__REQUEST__
Print each line exactly as it is given.

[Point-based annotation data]

====

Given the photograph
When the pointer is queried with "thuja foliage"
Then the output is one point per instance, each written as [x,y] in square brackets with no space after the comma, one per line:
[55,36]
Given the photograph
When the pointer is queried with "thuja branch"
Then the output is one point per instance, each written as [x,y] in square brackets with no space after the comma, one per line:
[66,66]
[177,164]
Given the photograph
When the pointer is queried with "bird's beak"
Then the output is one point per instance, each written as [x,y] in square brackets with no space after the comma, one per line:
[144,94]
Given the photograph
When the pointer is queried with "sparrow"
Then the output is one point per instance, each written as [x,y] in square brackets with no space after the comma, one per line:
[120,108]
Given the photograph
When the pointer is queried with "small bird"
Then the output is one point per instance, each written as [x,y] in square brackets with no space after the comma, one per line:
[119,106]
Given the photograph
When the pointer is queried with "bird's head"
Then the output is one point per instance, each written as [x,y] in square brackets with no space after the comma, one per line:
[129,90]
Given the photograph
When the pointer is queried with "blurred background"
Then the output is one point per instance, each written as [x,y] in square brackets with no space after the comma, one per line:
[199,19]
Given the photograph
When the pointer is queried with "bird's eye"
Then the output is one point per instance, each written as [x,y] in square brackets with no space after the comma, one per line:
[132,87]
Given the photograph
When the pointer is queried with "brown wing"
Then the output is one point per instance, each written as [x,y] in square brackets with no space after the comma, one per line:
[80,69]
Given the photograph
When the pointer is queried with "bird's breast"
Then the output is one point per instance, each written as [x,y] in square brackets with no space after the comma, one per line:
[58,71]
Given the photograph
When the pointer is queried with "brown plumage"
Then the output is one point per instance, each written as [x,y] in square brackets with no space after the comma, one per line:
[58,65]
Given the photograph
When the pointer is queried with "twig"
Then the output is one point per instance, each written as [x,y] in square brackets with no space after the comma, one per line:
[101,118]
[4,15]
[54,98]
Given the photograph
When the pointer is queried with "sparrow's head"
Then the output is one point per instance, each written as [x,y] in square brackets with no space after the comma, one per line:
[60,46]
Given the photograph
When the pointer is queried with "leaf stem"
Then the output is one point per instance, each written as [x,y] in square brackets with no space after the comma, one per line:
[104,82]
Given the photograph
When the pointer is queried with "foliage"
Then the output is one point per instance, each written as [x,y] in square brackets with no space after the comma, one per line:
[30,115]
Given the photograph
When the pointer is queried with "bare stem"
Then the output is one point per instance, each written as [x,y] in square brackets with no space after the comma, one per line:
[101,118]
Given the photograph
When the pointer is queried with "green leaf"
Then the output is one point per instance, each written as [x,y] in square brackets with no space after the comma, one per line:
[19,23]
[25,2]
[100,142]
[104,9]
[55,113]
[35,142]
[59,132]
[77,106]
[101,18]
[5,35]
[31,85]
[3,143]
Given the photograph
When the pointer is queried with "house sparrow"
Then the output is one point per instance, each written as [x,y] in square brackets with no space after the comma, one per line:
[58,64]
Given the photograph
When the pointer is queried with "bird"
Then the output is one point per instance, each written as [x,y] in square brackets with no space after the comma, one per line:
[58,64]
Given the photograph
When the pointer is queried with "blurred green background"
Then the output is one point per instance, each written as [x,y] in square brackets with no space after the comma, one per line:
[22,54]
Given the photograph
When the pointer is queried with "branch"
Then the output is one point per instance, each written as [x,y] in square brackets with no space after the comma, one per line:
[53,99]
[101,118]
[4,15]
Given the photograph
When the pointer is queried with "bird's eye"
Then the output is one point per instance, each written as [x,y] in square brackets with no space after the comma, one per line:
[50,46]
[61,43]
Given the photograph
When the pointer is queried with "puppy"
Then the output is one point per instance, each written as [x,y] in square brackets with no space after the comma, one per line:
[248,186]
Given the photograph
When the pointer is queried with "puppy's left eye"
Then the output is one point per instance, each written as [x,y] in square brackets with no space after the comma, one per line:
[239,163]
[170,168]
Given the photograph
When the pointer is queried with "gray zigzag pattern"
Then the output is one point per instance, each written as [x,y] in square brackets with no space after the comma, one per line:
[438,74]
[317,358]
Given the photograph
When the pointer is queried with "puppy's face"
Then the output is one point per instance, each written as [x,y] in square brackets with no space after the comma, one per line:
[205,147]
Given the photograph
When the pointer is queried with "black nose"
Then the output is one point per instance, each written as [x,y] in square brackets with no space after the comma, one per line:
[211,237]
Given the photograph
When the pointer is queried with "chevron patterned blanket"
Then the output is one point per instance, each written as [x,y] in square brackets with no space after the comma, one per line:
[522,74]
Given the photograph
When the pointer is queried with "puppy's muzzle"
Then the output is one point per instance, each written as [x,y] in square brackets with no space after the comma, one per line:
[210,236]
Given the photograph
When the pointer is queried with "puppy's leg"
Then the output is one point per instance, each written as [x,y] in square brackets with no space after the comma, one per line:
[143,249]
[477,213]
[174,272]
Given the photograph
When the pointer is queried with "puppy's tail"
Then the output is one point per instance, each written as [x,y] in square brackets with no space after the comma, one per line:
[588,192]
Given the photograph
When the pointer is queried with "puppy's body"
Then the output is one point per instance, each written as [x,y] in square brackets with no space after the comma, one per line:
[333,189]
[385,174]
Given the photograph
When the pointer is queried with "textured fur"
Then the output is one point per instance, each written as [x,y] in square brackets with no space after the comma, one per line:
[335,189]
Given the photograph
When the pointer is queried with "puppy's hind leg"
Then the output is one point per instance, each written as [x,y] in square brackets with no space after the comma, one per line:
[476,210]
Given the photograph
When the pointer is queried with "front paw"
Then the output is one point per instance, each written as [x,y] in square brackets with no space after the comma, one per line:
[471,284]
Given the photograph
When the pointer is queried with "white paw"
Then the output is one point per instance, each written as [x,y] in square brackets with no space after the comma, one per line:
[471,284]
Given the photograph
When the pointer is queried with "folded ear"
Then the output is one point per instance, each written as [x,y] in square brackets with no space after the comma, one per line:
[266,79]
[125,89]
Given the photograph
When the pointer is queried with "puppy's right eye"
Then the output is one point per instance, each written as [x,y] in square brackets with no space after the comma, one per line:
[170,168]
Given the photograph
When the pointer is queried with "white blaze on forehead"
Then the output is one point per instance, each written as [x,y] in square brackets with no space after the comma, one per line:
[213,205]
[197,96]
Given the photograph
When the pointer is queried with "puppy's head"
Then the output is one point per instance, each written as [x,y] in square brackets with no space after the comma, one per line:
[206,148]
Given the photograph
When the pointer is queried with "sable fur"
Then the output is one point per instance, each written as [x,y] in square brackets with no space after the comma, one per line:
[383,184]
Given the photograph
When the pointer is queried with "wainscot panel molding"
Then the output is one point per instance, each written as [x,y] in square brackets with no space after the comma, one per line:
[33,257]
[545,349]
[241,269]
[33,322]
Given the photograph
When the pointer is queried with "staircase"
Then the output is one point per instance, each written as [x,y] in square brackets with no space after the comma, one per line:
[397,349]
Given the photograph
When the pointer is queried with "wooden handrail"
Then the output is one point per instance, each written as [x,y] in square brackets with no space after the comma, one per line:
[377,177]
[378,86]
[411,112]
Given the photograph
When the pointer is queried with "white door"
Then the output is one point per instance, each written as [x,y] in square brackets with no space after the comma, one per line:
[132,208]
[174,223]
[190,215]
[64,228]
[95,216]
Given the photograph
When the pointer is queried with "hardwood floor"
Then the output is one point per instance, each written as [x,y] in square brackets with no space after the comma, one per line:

====

__ANSWER TO THIS PROBLEM__
Given the photograph
When the pointer is queried with "thuja foliage"
Then the output is one point per instance, each written as [x,y] in square brackets with no space after the comma, one per line:
[55,36]
Given the photograph
When the pointer is queried with "thuja branch"
Then the output is one point per instance, each written as [x,y] in square brackets with no space after the comma, one per line:
[66,66]
[177,164]
Given the photograph
When the pointer is queried with "bird's beak"
Then the output is one point per instance, each written as [x,y] in square brackets with no space after the comma, one per line:
[144,94]
Given the photograph
When the pointer is queried with "sparrow"
Then the output is one point per instance, each written as [x,y] in square brackets with no space after the comma, one per line:
[120,108]
Given the photograph
When the pointer is queried with "small bird"
Then the output is one point per instance, each written as [x,y] in square brackets with no space after the comma, one per line:
[119,106]
Given the photograph
When the pointer is queried with "bird's head"
Then the output is one point per instance, each written as [x,y] in square brackets with no space after the comma, one per line:
[129,90]
Given the photograph
When the pointer is queried with "blurred background"
Then the output is one point per instance, each written as [x,y] in square brackets with no space after the comma, one per line:
[199,19]
Given the photograph
When the pointer is queried with "bird's eye"
Then the output is one point per instance, each written as [x,y] in square brackets with no space after the comma, one per line:
[132,87]
Given the photograph
When the pointer is queried with "brown wing"
Then the output is one point per instance, each written as [x,y] in square brackets with no space after the comma, one per line:
[80,69]
Given the photograph
When the pointer is queried with "bird's breast"
Then the output is one point per instance, each written as [x,y] in square brackets with no space after the comma, one per line:
[58,71]
Given the photograph
When the pointer is queried with "brown plumage"
Then the output is one point per instance, each written as [x,y] in square brackets with no space after the comma, one per line:
[58,65]
Given the photograph
When the pointer is queried with "twig"
Then the output is one point per instance, each written as [x,y] in square brackets with no space after the comma, one per line:
[101,118]
[4,15]
[54,98]
Given the photograph
When the pointer is queried with "sparrow's head"
Then the output is one point per instance, each written as [x,y] in square brackets with no space after the comma, one per line:
[60,46]
Given the photograph
When the pointer is queried with "leaf stem"
Then the output is one point per instance, each written as [x,y] in square brackets with no space after the comma, one per line:
[104,82]
Given the photograph
When the pointer is queried with "foliage"
Then the output is one point per instance, each written as [x,y] in square brackets with no space after the comma, one per line:
[30,115]
Given the photograph
When the pointer is queried with "bare stem"
Then the output is one point per instance, each written as [x,y] in square brackets with no space after the comma, one per line:
[101,118]
Given the photograph
When the pointer is queried with "green leaf"
Then the output is one point per instance, each written as [x,y] in square brackets with no space after the comma, one per line:
[19,23]
[25,2]
[100,142]
[104,9]
[55,113]
[35,142]
[59,132]
[77,106]
[101,18]
[5,35]
[31,85]
[3,143]
Given the photograph
When the pointer is queried with "house sparrow"
Then the output is one point per instance, each written as [x,y] in square brackets with no space after the comma, one per line:
[58,64]
Given the photograph
When the pointer is queried with "bird"
Then the output is one point per instance, each written as [x,y] in square brackets with no space after the comma, one per line:
[58,64]
Given the photograph
When the pointer is queried with "blurred green background"
Then the output is one point per instance, each written as [x,y] in square brackets with no space after the comma, one per line:
[22,54]
Given the photograph
When the pointer is queried with "branch"
Then the output is one point per instance, each written as [x,y] in square brackets with no space after the comma, one per line:
[53,99]
[101,118]
[4,15]
Given the photograph
When the pointer is queried with "bird's eye"
Then the output is one point per instance, each written as [x,y] in square brackets with no space after the comma, one per line:
[50,46]
[61,43]
Given the photograph
When the pointer is queried with "puppy"
Then the output is one point per instance, each written as [x,y] in square brackets with no space after the comma, one per line:
[248,186]
Given the photograph
When the pointer is queried with "puppy's left eye"
Then the output is one point per instance, each written as [x,y] in square brackets with no space after the comma, one per line:
[239,163]
[170,168]
Given the photograph
When the pointer is queried with "gray zigzag pattern"
Then the output is one point per instance, each written as [x,y] in square brackets with no space after the comma, one per line:
[438,74]
[317,358]
Given the photograph
When the pointer is queried with "puppy's face"
Then the output is one point per instance, each written as [x,y] in square brackets with no space after the comma, one per line:
[205,147]
Given the photograph
When the pointer is queried with "black nose"
Then the output is one point per instance, each written as [x,y] in square brackets with no space after the comma, one per line:
[211,237]
Given the photograph
When the pointer is queried with "chevron patterned blanket"
Then the output is one point per instance, each written as [x,y] in square brackets with no space after the comma, one per line:
[522,74]
Given the photograph
When the pointer is queried with "puppy's muzzle"
Then the output is one point per instance, each written as [x,y] in square brackets with no space after the comma, one per line:
[210,236]
Given the photograph
When the pointer is queried with "puppy's leg"
Then the output is one point per instance, each written as [x,y] in square brackets with no space after the comma, one per line:
[143,249]
[477,213]
[174,272]
Given the photograph
When the pointer is queried with "puppy's tail"
Then the output is one point per instance, each written as [x,y] in square brackets with no space after the comma, one per line:
[588,192]
Given the photograph
When the pointer is queried with "puppy's body"
Then the output is one point per instance, each written as [x,y] in square brackets with no space after the comma, one per line:
[333,189]
[385,174]
Given the photograph
When the pointer is queried with "textured fur"
Then the output is one point per instance, each written as [x,y] in square brackets with no space after the comma, one per line:
[335,189]
Given the photograph
When the pointer is queried with "puppy's hind leg"
Then the output is one point per instance, each written as [x,y] in square brackets with no space after the comma, one per line:
[476,210]
Given the photograph
When the pointer is queried with "front paw"
Then the output is one point per instance, each written as [x,y] in square brackets with no space after the comma, one per line:
[471,284]
Given the photograph
When the pointer is queried with "white paw"
Then the output is one point per instance, each written as [x,y] in square brackets with no space after the comma, one per line:
[471,284]
Given the photograph
When the pointer is queried with "folded ear"
Then the output is one point per instance, each written as [x,y] in square brackets with no space after the comma, one per line:
[266,79]
[125,89]
Given the photograph
When the pointer is queried with "puppy's right eye"
Then the output is one point per instance, each written as [x,y] in square brackets with no space after the comma, one per line:
[170,168]
Given the photograph
When the pointer is queried with "white blaze on forehead"
Then the output is one point per instance, each written as [x,y] in square brackets with no space after the comma, one per line:
[213,205]
[197,96]
Given the photograph
When the pointer is queried with "puppy's head"
Then the output is one point per instance, each written as [x,y] in square brackets with no space after the comma, one per line:
[206,148]
Given the photograph
When the pointer is queried with "sable fur"
Then the output is one point per instance, each written as [x,y] in square brackets with no space after the comma, one per line:
[383,184]
Given the photograph
When the pointer is queried with "wainscot panel molding"
Then the output is one point per instance, each written as [x,y] in square brackets with no space after the comma, one per line:
[33,257]
[545,349]
[241,269]
[33,322]
Given the photograph
When the pointer is queried with "staircase"
Then the output is one point per instance, each written as [x,y] in square brackets with no space after the comma, one per line:
[397,349]
Given the photograph
When the pointer is queried with "wooden handrail"
Then the output is one point per instance, each written as [x,y] in square brackets with no space after the comma, one per line:
[377,177]
[378,86]
[411,112]
Given the photograph
When the pointer is queried with "white door"
Then the output is one point per instance, each written as [x,y] in square brackets with no space after the comma, one per line:
[132,208]
[174,223]
[190,215]
[64,228]
[95,216]
Given the photograph
When the pointer is queried with "hardwood floor"
Then the output is one point per instance, each written as [x,y] in square brackets with no space after the comma, one per line:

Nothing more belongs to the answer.